-------- EXTRACTED MATERIAL

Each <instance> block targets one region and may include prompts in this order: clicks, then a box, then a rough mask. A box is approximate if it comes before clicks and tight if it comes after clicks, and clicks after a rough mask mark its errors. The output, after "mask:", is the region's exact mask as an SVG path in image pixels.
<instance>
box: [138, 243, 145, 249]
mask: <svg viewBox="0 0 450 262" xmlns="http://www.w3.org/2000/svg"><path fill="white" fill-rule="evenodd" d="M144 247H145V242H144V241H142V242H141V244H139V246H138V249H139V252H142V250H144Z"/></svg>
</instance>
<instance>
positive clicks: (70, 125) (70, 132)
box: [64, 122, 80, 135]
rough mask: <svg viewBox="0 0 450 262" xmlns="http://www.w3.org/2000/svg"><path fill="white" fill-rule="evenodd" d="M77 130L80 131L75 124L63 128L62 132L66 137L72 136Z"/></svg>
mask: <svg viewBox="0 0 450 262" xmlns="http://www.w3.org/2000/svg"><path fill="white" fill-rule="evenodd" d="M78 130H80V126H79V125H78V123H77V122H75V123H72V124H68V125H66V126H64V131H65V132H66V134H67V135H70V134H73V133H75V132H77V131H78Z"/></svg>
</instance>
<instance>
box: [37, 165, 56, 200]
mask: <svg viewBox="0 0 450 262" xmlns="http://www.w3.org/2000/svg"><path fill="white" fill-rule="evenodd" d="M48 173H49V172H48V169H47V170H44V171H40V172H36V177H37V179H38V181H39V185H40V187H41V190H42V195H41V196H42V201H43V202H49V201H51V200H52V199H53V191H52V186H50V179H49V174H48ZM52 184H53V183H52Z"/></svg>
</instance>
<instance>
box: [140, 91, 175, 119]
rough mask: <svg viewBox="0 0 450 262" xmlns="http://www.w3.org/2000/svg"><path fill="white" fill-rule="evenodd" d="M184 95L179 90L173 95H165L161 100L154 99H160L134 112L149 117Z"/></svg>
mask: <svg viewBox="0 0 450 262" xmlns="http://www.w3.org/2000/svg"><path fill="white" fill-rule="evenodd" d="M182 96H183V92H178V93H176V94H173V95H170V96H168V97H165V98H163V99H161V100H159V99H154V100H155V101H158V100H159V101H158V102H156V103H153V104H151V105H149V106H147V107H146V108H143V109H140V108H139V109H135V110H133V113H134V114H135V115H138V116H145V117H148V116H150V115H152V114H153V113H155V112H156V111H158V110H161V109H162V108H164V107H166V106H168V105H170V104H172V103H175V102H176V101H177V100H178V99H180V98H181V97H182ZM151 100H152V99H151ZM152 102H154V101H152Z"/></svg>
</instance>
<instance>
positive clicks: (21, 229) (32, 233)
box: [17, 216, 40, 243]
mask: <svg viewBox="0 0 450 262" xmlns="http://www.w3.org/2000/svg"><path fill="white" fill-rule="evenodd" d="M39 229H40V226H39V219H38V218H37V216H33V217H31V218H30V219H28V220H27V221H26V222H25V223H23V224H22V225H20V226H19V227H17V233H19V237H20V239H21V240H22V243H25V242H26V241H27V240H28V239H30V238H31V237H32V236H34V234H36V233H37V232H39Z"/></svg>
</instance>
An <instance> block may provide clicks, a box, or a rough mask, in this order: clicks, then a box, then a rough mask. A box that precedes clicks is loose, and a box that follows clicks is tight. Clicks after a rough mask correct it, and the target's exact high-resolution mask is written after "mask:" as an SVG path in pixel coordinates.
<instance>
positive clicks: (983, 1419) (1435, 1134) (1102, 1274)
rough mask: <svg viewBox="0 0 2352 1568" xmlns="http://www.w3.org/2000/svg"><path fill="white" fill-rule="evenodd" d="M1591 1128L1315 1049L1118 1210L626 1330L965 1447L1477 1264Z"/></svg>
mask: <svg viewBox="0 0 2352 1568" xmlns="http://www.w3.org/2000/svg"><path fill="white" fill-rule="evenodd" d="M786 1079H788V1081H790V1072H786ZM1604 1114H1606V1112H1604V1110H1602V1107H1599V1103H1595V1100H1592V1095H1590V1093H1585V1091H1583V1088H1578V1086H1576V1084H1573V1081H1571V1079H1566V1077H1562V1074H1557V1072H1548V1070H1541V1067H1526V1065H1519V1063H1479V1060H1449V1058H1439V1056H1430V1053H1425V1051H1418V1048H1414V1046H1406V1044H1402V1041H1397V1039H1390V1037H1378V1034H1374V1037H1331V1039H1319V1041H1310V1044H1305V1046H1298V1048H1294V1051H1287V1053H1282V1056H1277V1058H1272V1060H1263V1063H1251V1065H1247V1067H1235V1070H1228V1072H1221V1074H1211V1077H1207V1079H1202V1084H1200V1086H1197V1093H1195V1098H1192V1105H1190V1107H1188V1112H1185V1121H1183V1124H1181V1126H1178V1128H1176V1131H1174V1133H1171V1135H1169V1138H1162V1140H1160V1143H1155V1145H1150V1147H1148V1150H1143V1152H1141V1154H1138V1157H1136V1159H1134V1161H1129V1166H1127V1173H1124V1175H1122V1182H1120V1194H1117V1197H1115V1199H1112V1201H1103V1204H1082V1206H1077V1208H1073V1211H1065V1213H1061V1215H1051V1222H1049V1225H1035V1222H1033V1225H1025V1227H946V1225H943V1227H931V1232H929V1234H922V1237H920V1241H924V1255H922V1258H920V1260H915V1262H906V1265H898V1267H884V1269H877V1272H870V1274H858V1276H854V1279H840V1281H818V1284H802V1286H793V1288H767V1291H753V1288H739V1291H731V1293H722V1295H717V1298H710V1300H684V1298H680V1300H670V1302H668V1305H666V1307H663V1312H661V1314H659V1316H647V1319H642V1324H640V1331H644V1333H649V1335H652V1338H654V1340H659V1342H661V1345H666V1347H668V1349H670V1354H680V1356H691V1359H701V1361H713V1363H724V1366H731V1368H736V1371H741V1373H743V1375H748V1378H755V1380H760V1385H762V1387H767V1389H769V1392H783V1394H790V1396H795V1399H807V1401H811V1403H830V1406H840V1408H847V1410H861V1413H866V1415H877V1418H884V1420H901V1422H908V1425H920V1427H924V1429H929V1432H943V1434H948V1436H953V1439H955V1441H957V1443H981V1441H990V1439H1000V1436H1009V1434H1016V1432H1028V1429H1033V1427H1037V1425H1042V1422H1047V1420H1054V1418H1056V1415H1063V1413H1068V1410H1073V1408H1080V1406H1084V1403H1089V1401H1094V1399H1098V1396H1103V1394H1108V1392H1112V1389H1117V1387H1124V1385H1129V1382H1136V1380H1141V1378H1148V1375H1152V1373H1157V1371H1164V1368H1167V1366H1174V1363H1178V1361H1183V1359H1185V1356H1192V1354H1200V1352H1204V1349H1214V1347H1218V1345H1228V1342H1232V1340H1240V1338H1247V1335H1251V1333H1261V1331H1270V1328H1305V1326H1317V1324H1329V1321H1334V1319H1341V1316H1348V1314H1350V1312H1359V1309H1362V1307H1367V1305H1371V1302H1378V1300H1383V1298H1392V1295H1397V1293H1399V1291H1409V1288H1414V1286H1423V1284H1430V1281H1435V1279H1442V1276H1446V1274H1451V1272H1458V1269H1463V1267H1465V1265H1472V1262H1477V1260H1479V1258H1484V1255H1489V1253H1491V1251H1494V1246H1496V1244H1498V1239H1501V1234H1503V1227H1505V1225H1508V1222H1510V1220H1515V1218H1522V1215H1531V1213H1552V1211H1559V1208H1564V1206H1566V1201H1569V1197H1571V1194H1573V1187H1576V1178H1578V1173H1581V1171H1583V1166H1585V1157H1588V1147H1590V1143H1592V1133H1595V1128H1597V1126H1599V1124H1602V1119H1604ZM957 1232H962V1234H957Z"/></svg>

----------------

> _ABOUT THIS EXERCISE_
Please copy out all of the data above word for word, keeping every line unchanged.

> _ANSWER BELOW_
Each <instance> block targets one region and may include prompts in this order: clicks, then a box, then a rough mask. A box is approximate if it comes before clicks and tight if it comes after clicks, and clicks after a rough mask mark its errors. The output, after "mask:", is the region's exact mask as an SVG path in image pixels.
<instance>
box: [138, 243, 145, 249]
mask: <svg viewBox="0 0 450 262" xmlns="http://www.w3.org/2000/svg"><path fill="white" fill-rule="evenodd" d="M144 247H145V242H144V241H142V242H141V244H139V246H138V249H139V252H142V250H144Z"/></svg>
</instance>
<instance>
positive clicks: (70, 125) (70, 132)
box: [64, 122, 80, 135]
rough mask: <svg viewBox="0 0 450 262" xmlns="http://www.w3.org/2000/svg"><path fill="white" fill-rule="evenodd" d="M77 130L80 131L75 124L63 128L62 132L66 137L72 136Z"/></svg>
mask: <svg viewBox="0 0 450 262" xmlns="http://www.w3.org/2000/svg"><path fill="white" fill-rule="evenodd" d="M78 130H80V126H79V125H78V123H77V122H75V123H72V124H68V125H66V126H64V131H65V132H66V134H67V135H70V134H73V133H75V132H77V131H78Z"/></svg>
</instance>
<instance>
box: [37, 165, 56, 200]
mask: <svg viewBox="0 0 450 262" xmlns="http://www.w3.org/2000/svg"><path fill="white" fill-rule="evenodd" d="M48 173H49V172H48V169H47V170H44V171H40V172H36V177H37V179H38V181H39V185H40V187H41V190H42V195H41V196H42V201H43V202H49V201H51V200H52V199H53V191H52V186H50V179H49V174H48ZM52 184H53V183H52Z"/></svg>
</instance>
<instance>
box: [140, 91, 175, 119]
rough mask: <svg viewBox="0 0 450 262" xmlns="http://www.w3.org/2000/svg"><path fill="white" fill-rule="evenodd" d="M184 95L179 90L173 95H165L161 100L154 99H160L134 112L149 117Z"/></svg>
mask: <svg viewBox="0 0 450 262" xmlns="http://www.w3.org/2000/svg"><path fill="white" fill-rule="evenodd" d="M182 96H183V92H178V93H176V94H173V95H170V96H168V97H165V98H163V99H161V100H159V99H154V100H155V101H158V100H159V101H158V102H156V103H153V104H151V105H149V106H147V107H146V108H143V109H140V108H139V109H135V110H133V113H134V114H135V115H138V116H145V117H148V116H150V115H152V114H153V113H155V112H156V111H158V110H161V109H162V108H164V107H166V106H168V105H170V104H172V103H175V102H176V101H177V100H178V99H180V98H181V97H182ZM151 100H152V99H151ZM152 102H154V101H152Z"/></svg>
</instance>
<instance>
positive clicks: (21, 229) (32, 233)
box: [17, 216, 40, 243]
mask: <svg viewBox="0 0 450 262" xmlns="http://www.w3.org/2000/svg"><path fill="white" fill-rule="evenodd" d="M39 229H40V226H39V219H38V218H37V216H33V217H31V218H30V219H28V220H27V221H26V222H25V223H23V224H22V225H20V226H19V227H17V233H19V237H20V239H21V240H22V243H25V242H26V241H27V240H28V239H30V238H31V237H32V236H34V234H36V233H37V232H39Z"/></svg>
</instance>
An <instance> block may provide clicks, a box, or a rough mask, in this order: clicks, then a box, then a rough mask. A box that precedes clicks is loose, and a box that follows clicks is tight. Clicks after a rough mask correct it, and the target's exact high-resolution mask is written after "mask:" as an SVG path in pixel coordinates.
<instance>
positive clicks: (983, 1419) (1435, 1134) (1102, 1274)
rough mask: <svg viewBox="0 0 2352 1568" xmlns="http://www.w3.org/2000/svg"><path fill="white" fill-rule="evenodd" d="M1591 1128L1315 1049L1118 1210L626 1330L965 1447L1477 1264Z"/></svg>
mask: <svg viewBox="0 0 2352 1568" xmlns="http://www.w3.org/2000/svg"><path fill="white" fill-rule="evenodd" d="M786 1079H788V1081H790V1072H786ZM1604 1114H1606V1112H1604V1110H1602V1107H1599V1103H1595V1100H1592V1095H1590V1093H1585V1091H1583V1088H1578V1086H1576V1084H1573V1081H1571V1079H1566V1077H1562V1074H1557V1072H1548V1070H1541V1067H1526V1065H1519V1063H1479V1060H1449V1058H1439V1056H1430V1053H1425V1051H1418V1048H1414V1046H1406V1044H1402V1041H1397V1039H1390V1037H1378V1034H1374V1037H1331V1039H1319V1041H1310V1044H1305V1046H1298V1048H1294V1051H1287V1053H1282V1056H1277V1058H1272V1060H1263V1063H1251V1065H1247V1067H1235V1070H1228V1072H1221V1074H1211V1077H1207V1079H1202V1084H1200V1086H1197V1093H1195V1098H1192V1105H1190V1107H1188V1112H1185V1121H1183V1124H1181V1126H1178V1128H1176V1131H1174V1133H1171V1135H1169V1138H1162V1140H1160V1143H1155V1145H1150V1147H1148V1150H1143V1152H1141V1154H1138V1157H1136V1159H1134V1161H1129V1166H1127V1173H1124V1175H1122V1182H1120V1194H1117V1197H1115V1199H1112V1201H1103V1204H1082V1206H1077V1208H1073V1211H1065V1213H1061V1215H1051V1222H1049V1225H1035V1222H1033V1225H1025V1227H946V1225H943V1227H931V1232H929V1234H922V1237H920V1241H924V1255H922V1258H920V1260H915V1262H906V1265H898V1267H884V1269H877V1272H870V1274H858V1276H854V1279H840V1281H818V1284H802V1286H793V1288H767V1291H753V1288H739V1291H731V1293H722V1295H717V1298H710V1300H684V1298H680V1300H670V1302H668V1305H666V1307H663V1312H661V1314H659V1316H647V1319H642V1324H640V1331H644V1333H649V1335H652V1338H654V1340H659V1342H661V1345H666V1347H668V1349H670V1354H680V1356H691V1359H701V1361H713V1363H724V1366H731V1368H736V1371H741V1373H743V1375H748V1378H755V1380H760V1385H762V1387H767V1389H769V1392H783V1394H790V1396H795V1399H807V1401H811V1403H830V1406H840V1408H847V1410H861V1413H866V1415H877V1418H884V1420H901V1422H908V1425H920V1427H924V1429H929V1432H943V1434H948V1436H953V1439H955V1441H957V1443H981V1441H990V1439H1000V1436H1009V1434H1016V1432H1028V1429H1033V1427H1037V1425H1042V1422H1047V1420H1054V1418H1056V1415H1063V1413H1068V1410H1073V1408H1080V1406H1084V1403H1089V1401H1094V1399H1098V1396H1103V1394H1108V1392H1112V1389H1117V1387H1124V1385H1129V1382H1136V1380H1141V1378H1148V1375H1152V1373H1157V1371H1164V1368H1167V1366H1174V1363H1178V1361H1183V1359H1185V1356H1192V1354H1200V1352H1204V1349H1214V1347H1218V1345H1228V1342H1232V1340H1240V1338H1247V1335H1251V1333H1261V1331H1270V1328H1305V1326H1317V1324H1329V1321H1334V1319H1341V1316H1348V1314H1350V1312H1359V1309H1362V1307H1367V1305H1371V1302H1378V1300H1383V1298H1392V1295H1397V1293H1399V1291H1409V1288H1414V1286H1423V1284H1430V1281H1435V1279H1442V1276H1446V1274H1451V1272H1458V1269H1463V1267H1465V1265H1472V1262H1477V1260H1479V1258H1484V1255H1489V1253H1491V1251H1494V1246H1496V1244H1498V1239H1501V1234H1503V1227H1505V1225H1508V1222H1510V1220H1515V1218H1522V1215H1531V1213H1552V1211H1559V1208H1564V1206H1566V1201H1569V1197H1571V1194H1573V1187H1576V1178H1578V1173H1581V1171H1583V1166H1585V1157H1588V1147H1590V1143H1592V1133H1595V1128H1597V1126H1599V1124H1602V1119H1604ZM957 1232H962V1234H957Z"/></svg>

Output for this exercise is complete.